::: RECORDED INFORMATION :::

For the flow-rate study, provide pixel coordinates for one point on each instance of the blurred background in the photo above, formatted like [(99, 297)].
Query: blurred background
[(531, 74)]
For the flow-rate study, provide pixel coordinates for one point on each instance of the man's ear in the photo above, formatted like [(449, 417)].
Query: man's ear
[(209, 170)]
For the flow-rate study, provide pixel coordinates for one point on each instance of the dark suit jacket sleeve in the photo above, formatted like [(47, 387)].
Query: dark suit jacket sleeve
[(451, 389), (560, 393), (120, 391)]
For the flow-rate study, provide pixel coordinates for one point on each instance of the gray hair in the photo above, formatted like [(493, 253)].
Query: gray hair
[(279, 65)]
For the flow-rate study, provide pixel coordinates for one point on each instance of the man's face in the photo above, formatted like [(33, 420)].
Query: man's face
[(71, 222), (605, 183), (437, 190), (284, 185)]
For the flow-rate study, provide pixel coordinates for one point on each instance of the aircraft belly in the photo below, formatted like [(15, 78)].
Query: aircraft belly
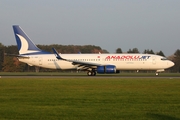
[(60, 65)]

:::
::: RECORDED INFORMATION :::

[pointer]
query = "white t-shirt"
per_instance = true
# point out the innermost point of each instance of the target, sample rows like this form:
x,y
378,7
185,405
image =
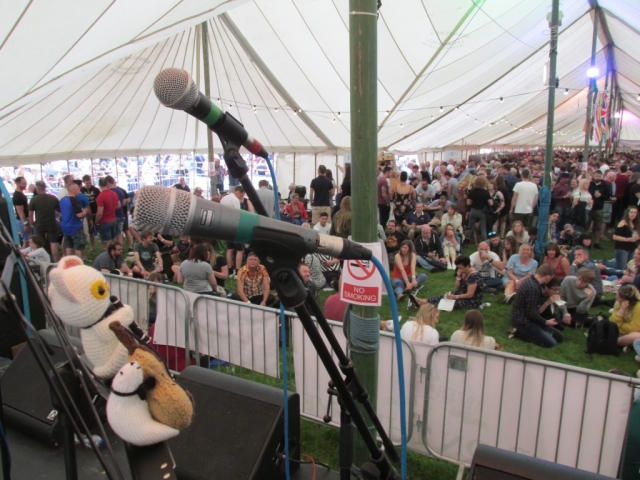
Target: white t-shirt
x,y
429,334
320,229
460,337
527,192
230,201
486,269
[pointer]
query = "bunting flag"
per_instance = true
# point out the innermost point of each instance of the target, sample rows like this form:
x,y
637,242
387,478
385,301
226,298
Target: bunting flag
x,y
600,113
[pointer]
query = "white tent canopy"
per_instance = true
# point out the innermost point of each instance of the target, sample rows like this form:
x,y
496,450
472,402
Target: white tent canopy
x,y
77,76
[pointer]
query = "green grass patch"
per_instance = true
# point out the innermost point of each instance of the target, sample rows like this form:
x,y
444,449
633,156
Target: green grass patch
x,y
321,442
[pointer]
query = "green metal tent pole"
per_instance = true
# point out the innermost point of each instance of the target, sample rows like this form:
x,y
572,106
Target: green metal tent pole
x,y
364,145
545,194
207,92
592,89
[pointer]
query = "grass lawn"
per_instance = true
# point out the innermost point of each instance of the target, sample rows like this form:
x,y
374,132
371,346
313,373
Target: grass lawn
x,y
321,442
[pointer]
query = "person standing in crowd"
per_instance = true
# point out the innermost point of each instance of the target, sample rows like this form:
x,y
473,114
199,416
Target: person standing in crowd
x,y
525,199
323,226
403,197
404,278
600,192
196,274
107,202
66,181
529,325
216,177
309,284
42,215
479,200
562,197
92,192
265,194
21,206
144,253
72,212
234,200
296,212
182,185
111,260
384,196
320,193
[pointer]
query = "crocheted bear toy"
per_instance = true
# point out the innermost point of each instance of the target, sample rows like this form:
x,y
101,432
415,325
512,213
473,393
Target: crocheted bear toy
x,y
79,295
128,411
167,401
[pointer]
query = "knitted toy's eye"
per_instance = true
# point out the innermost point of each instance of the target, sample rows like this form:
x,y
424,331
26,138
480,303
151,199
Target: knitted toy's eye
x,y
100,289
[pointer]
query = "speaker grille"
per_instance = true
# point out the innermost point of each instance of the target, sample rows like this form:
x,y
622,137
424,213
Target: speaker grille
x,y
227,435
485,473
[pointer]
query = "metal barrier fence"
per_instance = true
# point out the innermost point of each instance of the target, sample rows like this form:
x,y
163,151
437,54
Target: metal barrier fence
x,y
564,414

:::

WRITTEN INSTRUCTION
Identify every line of the material above that contains the word "provide" and copy each of those lines in full. The match is case-sensitive.

PROBLEM SOLUTION
For the flow-rate study, provide pixel coordinates for one point on each instance of the blurred background in the photo above, formatted like [(99, 297)].
For the flow-rate study, provide pixel coordinates for one point on each instance of the man's ear in the photo above, formatted like [(449, 417)].
For the flow-rate study, provide pixel coordinates for one point on each instance of the dark suit jacket sleeve in the photo above, formatted like [(47, 387)].
For the flow-rate study, provide pixel coordinates for one point on each instance of the gray hair in the photo above, formatted like [(493, 253)].
For the flow-rate study, provide pixel coordinates for one point on each instance of the man's face in the photo above, formatted like [(33, 420)].
For the flow-rate study, provide pixel coordinates for one point on each instance of the aircraft belly in the photo below, formatted like [(15, 78)].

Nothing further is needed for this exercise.